--- THE DATA ---

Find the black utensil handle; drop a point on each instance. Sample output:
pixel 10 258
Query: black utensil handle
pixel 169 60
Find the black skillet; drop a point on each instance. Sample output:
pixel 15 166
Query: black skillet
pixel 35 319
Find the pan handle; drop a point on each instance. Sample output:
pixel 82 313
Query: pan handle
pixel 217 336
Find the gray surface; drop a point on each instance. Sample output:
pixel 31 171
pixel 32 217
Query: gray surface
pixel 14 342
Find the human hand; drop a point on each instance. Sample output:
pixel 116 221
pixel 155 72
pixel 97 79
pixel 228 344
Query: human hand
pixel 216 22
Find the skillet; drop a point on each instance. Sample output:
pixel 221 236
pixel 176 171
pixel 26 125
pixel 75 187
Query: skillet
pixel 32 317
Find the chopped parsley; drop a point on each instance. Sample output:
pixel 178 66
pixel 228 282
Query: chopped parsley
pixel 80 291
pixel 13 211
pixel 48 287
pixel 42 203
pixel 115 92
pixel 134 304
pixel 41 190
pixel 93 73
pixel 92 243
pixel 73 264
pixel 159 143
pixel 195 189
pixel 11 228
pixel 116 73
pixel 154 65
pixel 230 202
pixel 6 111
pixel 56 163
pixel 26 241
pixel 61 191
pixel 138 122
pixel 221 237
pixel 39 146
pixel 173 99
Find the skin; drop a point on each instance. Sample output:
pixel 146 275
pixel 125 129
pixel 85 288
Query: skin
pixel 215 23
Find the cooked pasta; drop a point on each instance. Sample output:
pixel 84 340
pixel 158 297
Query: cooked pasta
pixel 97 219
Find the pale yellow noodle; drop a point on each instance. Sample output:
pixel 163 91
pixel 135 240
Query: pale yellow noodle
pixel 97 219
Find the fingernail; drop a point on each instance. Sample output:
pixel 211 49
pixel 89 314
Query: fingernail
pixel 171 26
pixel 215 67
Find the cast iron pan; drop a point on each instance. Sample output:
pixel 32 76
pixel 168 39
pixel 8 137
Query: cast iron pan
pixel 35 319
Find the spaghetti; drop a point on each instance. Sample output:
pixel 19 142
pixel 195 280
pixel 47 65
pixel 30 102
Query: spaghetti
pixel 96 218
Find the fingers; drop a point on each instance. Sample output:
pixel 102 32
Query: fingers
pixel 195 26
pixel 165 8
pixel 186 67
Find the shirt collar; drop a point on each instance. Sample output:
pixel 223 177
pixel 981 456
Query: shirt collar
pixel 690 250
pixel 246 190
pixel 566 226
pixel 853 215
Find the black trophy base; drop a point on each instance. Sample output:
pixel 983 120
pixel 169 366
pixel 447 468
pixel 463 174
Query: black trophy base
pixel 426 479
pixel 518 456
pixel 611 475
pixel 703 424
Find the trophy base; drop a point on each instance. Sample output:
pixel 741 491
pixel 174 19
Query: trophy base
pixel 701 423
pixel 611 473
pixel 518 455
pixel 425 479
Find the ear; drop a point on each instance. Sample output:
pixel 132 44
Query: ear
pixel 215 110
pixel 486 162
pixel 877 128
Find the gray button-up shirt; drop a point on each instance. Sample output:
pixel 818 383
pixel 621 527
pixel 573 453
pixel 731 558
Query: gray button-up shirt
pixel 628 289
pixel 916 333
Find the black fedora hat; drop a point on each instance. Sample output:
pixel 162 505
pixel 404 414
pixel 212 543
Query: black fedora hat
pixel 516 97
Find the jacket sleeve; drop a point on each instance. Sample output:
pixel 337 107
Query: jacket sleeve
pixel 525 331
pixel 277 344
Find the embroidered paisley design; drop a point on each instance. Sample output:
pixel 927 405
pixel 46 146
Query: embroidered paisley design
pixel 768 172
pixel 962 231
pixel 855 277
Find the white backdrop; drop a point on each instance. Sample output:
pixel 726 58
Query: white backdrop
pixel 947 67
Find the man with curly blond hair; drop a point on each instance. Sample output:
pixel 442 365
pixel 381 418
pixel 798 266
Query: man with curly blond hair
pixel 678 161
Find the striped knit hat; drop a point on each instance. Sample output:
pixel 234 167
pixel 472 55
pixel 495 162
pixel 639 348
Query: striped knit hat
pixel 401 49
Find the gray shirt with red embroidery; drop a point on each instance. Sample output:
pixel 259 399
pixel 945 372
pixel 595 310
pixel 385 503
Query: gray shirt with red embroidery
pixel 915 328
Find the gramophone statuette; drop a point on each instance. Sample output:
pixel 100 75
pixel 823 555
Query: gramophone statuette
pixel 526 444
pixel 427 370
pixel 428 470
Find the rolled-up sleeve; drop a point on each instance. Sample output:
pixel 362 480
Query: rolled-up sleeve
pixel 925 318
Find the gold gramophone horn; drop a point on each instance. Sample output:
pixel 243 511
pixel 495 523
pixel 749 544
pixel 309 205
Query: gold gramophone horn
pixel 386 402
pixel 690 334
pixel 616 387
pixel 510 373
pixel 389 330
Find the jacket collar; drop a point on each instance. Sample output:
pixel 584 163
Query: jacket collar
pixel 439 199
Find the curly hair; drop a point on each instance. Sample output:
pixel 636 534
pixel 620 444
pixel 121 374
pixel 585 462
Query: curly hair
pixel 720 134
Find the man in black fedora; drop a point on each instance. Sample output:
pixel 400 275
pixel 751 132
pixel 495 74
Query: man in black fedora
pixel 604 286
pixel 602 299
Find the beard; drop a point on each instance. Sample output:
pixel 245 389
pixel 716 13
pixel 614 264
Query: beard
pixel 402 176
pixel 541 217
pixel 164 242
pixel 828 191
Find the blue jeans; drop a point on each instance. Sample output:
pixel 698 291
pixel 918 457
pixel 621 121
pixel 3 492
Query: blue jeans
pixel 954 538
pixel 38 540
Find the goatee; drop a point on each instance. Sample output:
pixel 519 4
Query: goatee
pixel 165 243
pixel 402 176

---

▶ TO BE DONE:
Begin with the line that contains "Find the gramophone" and quote each line after it exactly, stopping after the last line of the data.

▶ ANSWER FOR THIS EXERCISE:
Find the gramophone statuette; drop a point on each instance. Sample output:
pixel 100 75
pixel 823 555
Query: gramophone statuette
pixel 526 444
pixel 427 370
pixel 428 470
Find the rolled-up sleeve; drop a point on each instance. Sample output:
pixel 362 480
Query: rolled-up sleeve
pixel 925 318
Find the gold gramophone horn; drop a point on each instance. Sample output:
pixel 243 511
pixel 495 523
pixel 749 544
pixel 309 205
Query: gold gramophone horn
pixel 386 402
pixel 690 334
pixel 616 387
pixel 510 373
pixel 389 330
Find the jacket collar; drop a point on each instance. Sample output:
pixel 584 163
Query: jacket collar
pixel 439 199
Find the curly hair; drop a point on each instance. Sample output:
pixel 636 534
pixel 620 444
pixel 121 374
pixel 585 462
Query: curly hair
pixel 720 134
Find the man in black fedora; drop a point on each instance. Sample output:
pixel 400 275
pixel 751 132
pixel 495 74
Query: man in black fedora
pixel 604 286
pixel 602 299
Find the beard; drop a point on each instance. Sample output:
pixel 245 389
pixel 716 13
pixel 614 264
Query: beard
pixel 402 176
pixel 541 217
pixel 164 242
pixel 828 191
Find the blue jeans; drop a point on each instance. Sample output:
pixel 698 291
pixel 918 457
pixel 621 121
pixel 3 492
Query: blue jeans
pixel 954 538
pixel 38 540
Find the goatee; drop a point on each instance. Sample output:
pixel 519 4
Query: goatee
pixel 165 243
pixel 402 176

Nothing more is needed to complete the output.